# Collection entries

───

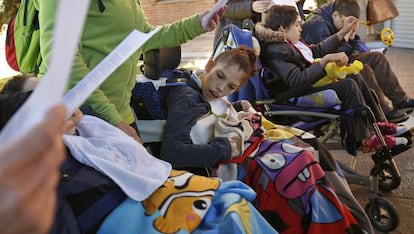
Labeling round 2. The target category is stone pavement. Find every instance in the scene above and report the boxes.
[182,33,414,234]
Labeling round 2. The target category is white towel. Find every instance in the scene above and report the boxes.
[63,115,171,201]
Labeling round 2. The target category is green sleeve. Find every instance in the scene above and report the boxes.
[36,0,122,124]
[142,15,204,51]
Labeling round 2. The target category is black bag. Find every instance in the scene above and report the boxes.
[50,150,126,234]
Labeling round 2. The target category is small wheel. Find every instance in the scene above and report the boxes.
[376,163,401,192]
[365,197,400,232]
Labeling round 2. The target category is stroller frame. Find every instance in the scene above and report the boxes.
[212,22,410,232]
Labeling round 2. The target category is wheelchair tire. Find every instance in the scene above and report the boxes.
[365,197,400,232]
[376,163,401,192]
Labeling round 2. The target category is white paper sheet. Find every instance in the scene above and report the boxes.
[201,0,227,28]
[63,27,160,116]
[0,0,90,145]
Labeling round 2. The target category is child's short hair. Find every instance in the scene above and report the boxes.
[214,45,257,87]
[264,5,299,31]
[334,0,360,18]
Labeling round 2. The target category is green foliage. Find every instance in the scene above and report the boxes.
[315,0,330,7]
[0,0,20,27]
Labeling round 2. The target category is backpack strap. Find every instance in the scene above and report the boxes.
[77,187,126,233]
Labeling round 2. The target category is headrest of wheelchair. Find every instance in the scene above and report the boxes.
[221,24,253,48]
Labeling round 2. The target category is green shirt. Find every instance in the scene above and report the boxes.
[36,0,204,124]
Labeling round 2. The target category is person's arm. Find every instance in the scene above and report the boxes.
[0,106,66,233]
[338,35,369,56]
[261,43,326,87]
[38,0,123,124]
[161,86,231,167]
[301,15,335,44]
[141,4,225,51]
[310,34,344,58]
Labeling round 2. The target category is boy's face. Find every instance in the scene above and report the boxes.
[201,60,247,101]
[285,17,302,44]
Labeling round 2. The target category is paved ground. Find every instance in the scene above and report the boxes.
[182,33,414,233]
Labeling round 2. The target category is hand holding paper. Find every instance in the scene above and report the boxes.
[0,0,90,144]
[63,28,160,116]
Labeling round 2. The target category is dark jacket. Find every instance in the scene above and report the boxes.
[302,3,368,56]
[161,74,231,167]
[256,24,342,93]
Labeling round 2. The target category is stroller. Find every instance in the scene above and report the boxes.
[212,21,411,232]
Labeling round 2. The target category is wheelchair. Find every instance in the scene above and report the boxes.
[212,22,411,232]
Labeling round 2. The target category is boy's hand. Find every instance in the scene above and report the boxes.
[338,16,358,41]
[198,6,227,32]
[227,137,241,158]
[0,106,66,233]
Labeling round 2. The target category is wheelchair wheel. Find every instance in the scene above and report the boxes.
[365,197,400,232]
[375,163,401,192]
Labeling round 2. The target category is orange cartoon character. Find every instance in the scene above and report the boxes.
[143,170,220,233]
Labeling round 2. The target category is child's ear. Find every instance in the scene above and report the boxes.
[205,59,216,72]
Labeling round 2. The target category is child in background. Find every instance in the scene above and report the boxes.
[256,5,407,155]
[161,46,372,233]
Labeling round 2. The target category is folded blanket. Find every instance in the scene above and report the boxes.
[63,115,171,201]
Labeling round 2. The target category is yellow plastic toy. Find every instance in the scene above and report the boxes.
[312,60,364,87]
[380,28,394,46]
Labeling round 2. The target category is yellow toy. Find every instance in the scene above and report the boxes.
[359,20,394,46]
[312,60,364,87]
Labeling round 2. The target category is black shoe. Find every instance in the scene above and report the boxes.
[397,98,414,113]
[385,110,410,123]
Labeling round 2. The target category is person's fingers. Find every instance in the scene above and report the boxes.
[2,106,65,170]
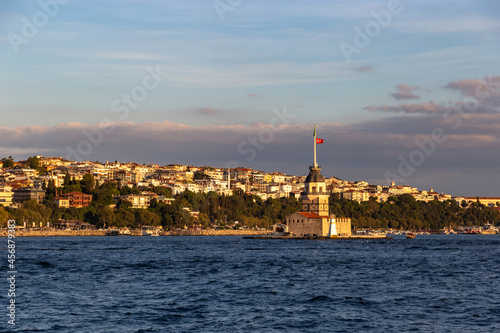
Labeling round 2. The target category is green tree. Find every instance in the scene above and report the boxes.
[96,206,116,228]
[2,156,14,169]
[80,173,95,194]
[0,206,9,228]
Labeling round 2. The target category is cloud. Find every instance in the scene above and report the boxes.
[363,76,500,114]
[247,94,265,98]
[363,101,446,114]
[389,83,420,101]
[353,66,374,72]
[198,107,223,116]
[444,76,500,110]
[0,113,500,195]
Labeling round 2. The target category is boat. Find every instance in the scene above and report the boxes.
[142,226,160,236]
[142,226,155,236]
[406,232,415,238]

───

# STATED TASK
Rescale the rows from the line containing "Labeling round 2. The target category is boat." through the end of the rows by rewriting every line, including the request, and multiplying each bounding box coordinate in the answers by 2.25, rounding to whole numbers with halves rounded up. Give back only these lines, with the request text unchanged.

# ANSWER TO THE PROBLEM
Labeling round 2. The target category is boat. Find every instance in the scene above and report the boxes.
[320,509,360,531]
[320,509,349,531]
[914,522,934,536]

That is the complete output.